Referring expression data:
..........

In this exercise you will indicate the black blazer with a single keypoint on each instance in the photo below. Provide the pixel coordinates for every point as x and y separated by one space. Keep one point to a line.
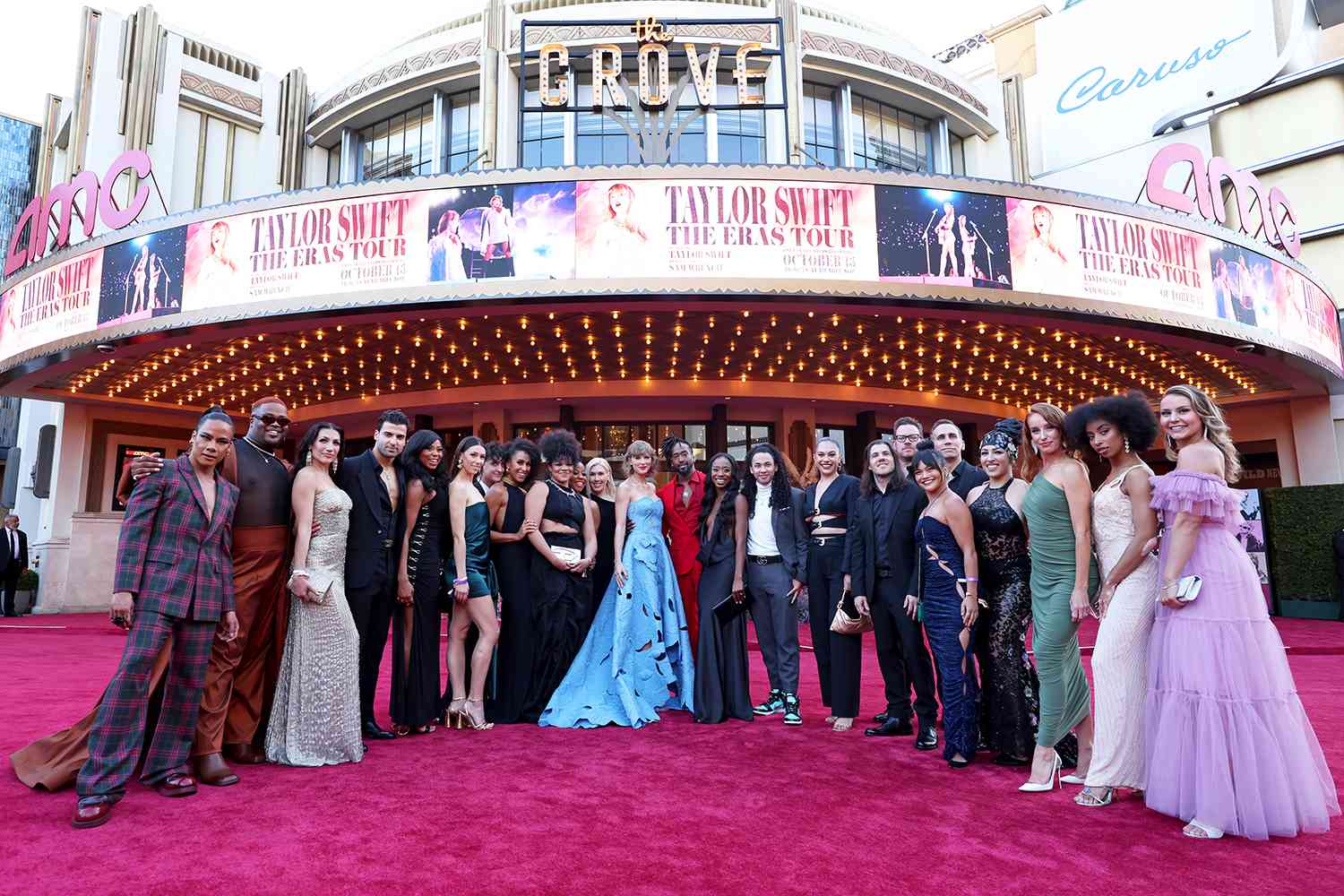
7 565
371 520
900 547
965 477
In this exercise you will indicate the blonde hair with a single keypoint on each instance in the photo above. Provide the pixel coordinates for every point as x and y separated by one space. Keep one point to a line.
610 477
639 447
1054 417
1215 429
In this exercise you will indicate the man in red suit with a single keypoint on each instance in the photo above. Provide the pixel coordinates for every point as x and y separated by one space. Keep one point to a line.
682 497
174 581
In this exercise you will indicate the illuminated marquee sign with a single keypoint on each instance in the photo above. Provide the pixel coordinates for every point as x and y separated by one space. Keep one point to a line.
1277 220
661 48
99 199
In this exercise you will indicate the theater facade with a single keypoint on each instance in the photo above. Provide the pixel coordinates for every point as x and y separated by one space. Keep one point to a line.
731 222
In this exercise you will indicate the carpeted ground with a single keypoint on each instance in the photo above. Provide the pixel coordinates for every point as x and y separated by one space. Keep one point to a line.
675 807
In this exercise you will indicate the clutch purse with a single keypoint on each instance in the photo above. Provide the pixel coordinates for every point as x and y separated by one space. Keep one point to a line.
566 555
849 619
1187 587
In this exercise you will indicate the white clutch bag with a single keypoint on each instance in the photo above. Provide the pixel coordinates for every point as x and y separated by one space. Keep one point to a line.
567 555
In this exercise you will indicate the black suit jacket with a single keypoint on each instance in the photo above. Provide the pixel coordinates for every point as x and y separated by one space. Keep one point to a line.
7 564
371 520
965 477
900 544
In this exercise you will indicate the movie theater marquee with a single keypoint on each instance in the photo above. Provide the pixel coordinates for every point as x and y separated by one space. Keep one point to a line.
660 51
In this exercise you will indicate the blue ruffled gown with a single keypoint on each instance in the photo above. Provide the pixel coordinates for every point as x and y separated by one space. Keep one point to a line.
637 657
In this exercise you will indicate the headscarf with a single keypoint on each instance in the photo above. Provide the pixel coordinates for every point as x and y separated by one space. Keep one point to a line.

..........

> Task to complete
Without copying the pictures, transcribe the entries exactly.

> Result of the exercise
In this exercise you will indicate the black blazer with a single keypoint on each instance in the photo below. Provide the pixel coordinates for every point as x and y separated by one space. Keep one point to a line.
7 565
371 520
900 547
965 477
In this exercise you will indicate the blonde hair with a single keypoint on each instance in the photo above. Provide the pixel coordinates for every point as x and y separated by one space. Keep one point to a line.
610 477
639 447
1054 417
1215 429
In this exercise you will indicate the man in red suit with a single keypoint on each instance in the photo above. Provide the pixel coordinates for every point as x and y separated by one space. Keep one point to a line.
682 497
174 581
In this exercise you will indicate the illuminated marquee sign with a single keypoint on each instance in the photo above. Provide the pixel coordinates for every point as x and y separated by one space. Keep one point to a line.
1277 220
661 48
99 199
In this exercise you will indicate the theater facade with a single keypoint on each instance in the photo above. Provide the pixel coordinates for every point as x and y separated by one space. Keep one point to a line.
731 222
In this exercise you will indicate the carpeted ground with a single keypoint on each instance in the photo above. Provide the pixel coordinates for every point as x and y separated by one space. Keep one point to a line.
675 807
In this exercise you will indicate the clutch purse with a single keypoint on each instance in the photo above. Provide the pixel coordinates for every point as x and y separated by one space. Keep one point to a line.
566 555
849 619
1187 587
In this exercise you will indicate the white clutch bag with a single keypoint on each instance in the photo above. Provide the pixel coordinates for every point as x and y separated by one space. Keep one point to a line.
567 555
In this exercise you will indicate the black suit jacket with a single keypoint on each instance in the photo above. Provide the pixel coordinates for every point as x and y separated by one space. Keep one point to a line.
7 564
371 520
965 477
900 544
In this exercise you will indicate the movie theater marquee with a single keypoint on each instance in the photo above. Provide the pixel coordinates for every point as x and y separated by one space. Keep one point to a line.
660 51
In this exercise you will indicate the blue ruffled gown with a single keypoint on each instance in the photo above. Provide the pixel coordinates for every point as x and y separated by one space. Keep one point to a line.
637 657
In this exercise you will indicate the headscarf with a single keypoint on each instance in the photo above. Provide the pixel coordinates for every point as x and y separated by one space. Keep one point to a line.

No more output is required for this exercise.